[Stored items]
=-=-=

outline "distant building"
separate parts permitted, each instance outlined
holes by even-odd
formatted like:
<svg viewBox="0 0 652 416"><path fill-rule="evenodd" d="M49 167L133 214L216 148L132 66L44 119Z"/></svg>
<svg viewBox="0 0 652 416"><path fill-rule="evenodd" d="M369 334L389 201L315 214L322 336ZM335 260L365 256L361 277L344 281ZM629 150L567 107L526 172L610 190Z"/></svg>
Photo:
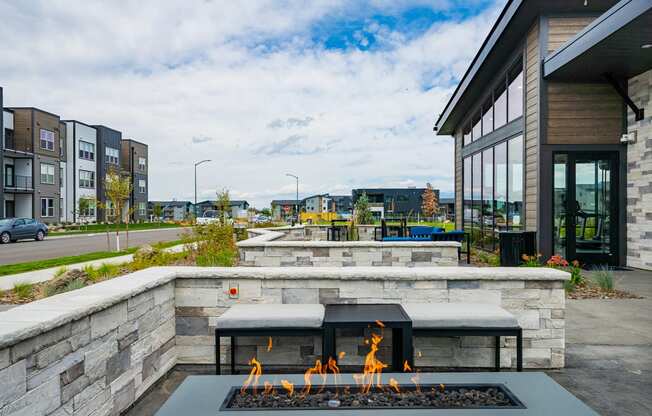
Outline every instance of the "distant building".
<svg viewBox="0 0 652 416"><path fill-rule="evenodd" d="M230 201L231 210L228 213L230 218L246 218L247 210L249 209L249 202L247 201ZM201 217L206 211L219 211L217 206L217 201L215 200L206 200L198 202L195 206L195 211L197 216Z"/></svg>
<svg viewBox="0 0 652 416"><path fill-rule="evenodd" d="M65 120L66 156L65 220L94 222L97 220L97 130L77 120ZM80 200L87 200L83 209Z"/></svg>
<svg viewBox="0 0 652 416"><path fill-rule="evenodd" d="M301 201L296 199L275 199L272 201L272 219L285 221L296 215L297 206Z"/></svg>
<svg viewBox="0 0 652 416"><path fill-rule="evenodd" d="M331 198L328 194L309 196L301 200L301 211L311 214L331 212L330 201Z"/></svg>
<svg viewBox="0 0 652 416"><path fill-rule="evenodd" d="M442 198L439 200L439 215L447 220L455 221L455 198Z"/></svg>
<svg viewBox="0 0 652 416"><path fill-rule="evenodd" d="M362 193L369 198L369 209L376 218L417 217L421 214L421 196L426 188L364 188L353 190L353 205ZM439 190L435 189L439 199Z"/></svg>
<svg viewBox="0 0 652 416"><path fill-rule="evenodd" d="M340 217L346 217L353 212L351 195L331 195L331 207Z"/></svg>
<svg viewBox="0 0 652 416"><path fill-rule="evenodd" d="M161 218L164 221L183 221L190 217L192 202L190 201L149 201L147 203L147 216L157 220L154 207L161 206Z"/></svg>
<svg viewBox="0 0 652 416"><path fill-rule="evenodd" d="M145 143L136 140L122 140L120 152L120 163L122 170L131 178L131 196L129 197L129 208L132 210L133 221L144 221L147 219L147 169L148 169L148 147Z"/></svg>
<svg viewBox="0 0 652 416"><path fill-rule="evenodd" d="M109 172L120 173L122 133L106 126L94 127L97 130L97 218L107 221L107 214L111 220L115 211L112 202L106 198L104 179Z"/></svg>

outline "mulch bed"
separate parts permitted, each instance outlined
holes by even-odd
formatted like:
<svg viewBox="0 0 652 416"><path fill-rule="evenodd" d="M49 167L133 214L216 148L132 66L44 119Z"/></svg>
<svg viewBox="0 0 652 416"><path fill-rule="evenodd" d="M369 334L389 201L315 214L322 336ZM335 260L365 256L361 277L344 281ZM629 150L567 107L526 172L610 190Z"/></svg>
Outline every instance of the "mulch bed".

=-=-=

**What the exercise asks:** The entries need to be restated exactly, and their pictures left out.

**Problem solution:**
outline "distant building"
separate parts permitted, each instance outlined
holes by even-odd
formatted like:
<svg viewBox="0 0 652 416"><path fill-rule="evenodd" d="M49 167L133 214L216 148L132 66L44 119Z"/></svg>
<svg viewBox="0 0 652 416"><path fill-rule="evenodd" d="M369 334L389 201L315 214L322 336ZM335 260L365 256L361 277L344 281ZM629 150L567 107L526 172L610 190Z"/></svg>
Photo:
Outline every instance of the "distant building".
<svg viewBox="0 0 652 416"><path fill-rule="evenodd" d="M230 201L231 210L228 213L230 218L246 218L247 210L249 209L249 202L247 201ZM201 217L206 211L219 211L217 206L217 201L215 200L206 200L198 202L195 206L195 211L197 216Z"/></svg>
<svg viewBox="0 0 652 416"><path fill-rule="evenodd" d="M65 120L66 156L65 220L94 222L97 220L97 130L77 120ZM80 200L87 200L83 209Z"/></svg>
<svg viewBox="0 0 652 416"><path fill-rule="evenodd" d="M301 201L296 199L275 199L272 201L272 219L285 221L296 215L297 206Z"/></svg>
<svg viewBox="0 0 652 416"><path fill-rule="evenodd" d="M331 198L328 194L309 196L301 200L301 211L311 214L331 212L330 201Z"/></svg>
<svg viewBox="0 0 652 416"><path fill-rule="evenodd" d="M442 198L439 200L439 215L447 220L455 221L455 198Z"/></svg>
<svg viewBox="0 0 652 416"><path fill-rule="evenodd" d="M362 193L369 198L369 209L376 218L417 217L421 214L421 196L426 188L364 188L353 190L353 205ZM439 190L435 189L439 199Z"/></svg>
<svg viewBox="0 0 652 416"><path fill-rule="evenodd" d="M340 217L346 217L353 212L351 195L331 195L331 207Z"/></svg>
<svg viewBox="0 0 652 416"><path fill-rule="evenodd" d="M161 218L164 221L183 221L190 217L192 202L190 201L149 201L147 203L147 216L157 220L154 207L161 206Z"/></svg>
<svg viewBox="0 0 652 416"><path fill-rule="evenodd" d="M145 143L136 140L122 140L120 152L120 163L122 170L131 178L131 196L129 197L129 208L132 210L133 221L144 221L147 219L147 169L148 169L148 147Z"/></svg>
<svg viewBox="0 0 652 416"><path fill-rule="evenodd" d="M109 172L120 173L122 133L106 126L94 127L97 130L97 218L107 221L107 214L111 220L115 211L112 202L106 198L104 179Z"/></svg>

outline "mulch bed"
separate parts permitted, each instance outlined
holes by even-odd
formatted like:
<svg viewBox="0 0 652 416"><path fill-rule="evenodd" d="M49 167L133 214L216 148L132 66L44 119Z"/></svg>
<svg viewBox="0 0 652 416"><path fill-rule="evenodd" d="M369 334L389 201L315 214L322 336ZM335 260L365 256L361 277L344 281ZM629 150L567 107L526 172L610 190Z"/></svg>
Outline every instance of the "mulch bed".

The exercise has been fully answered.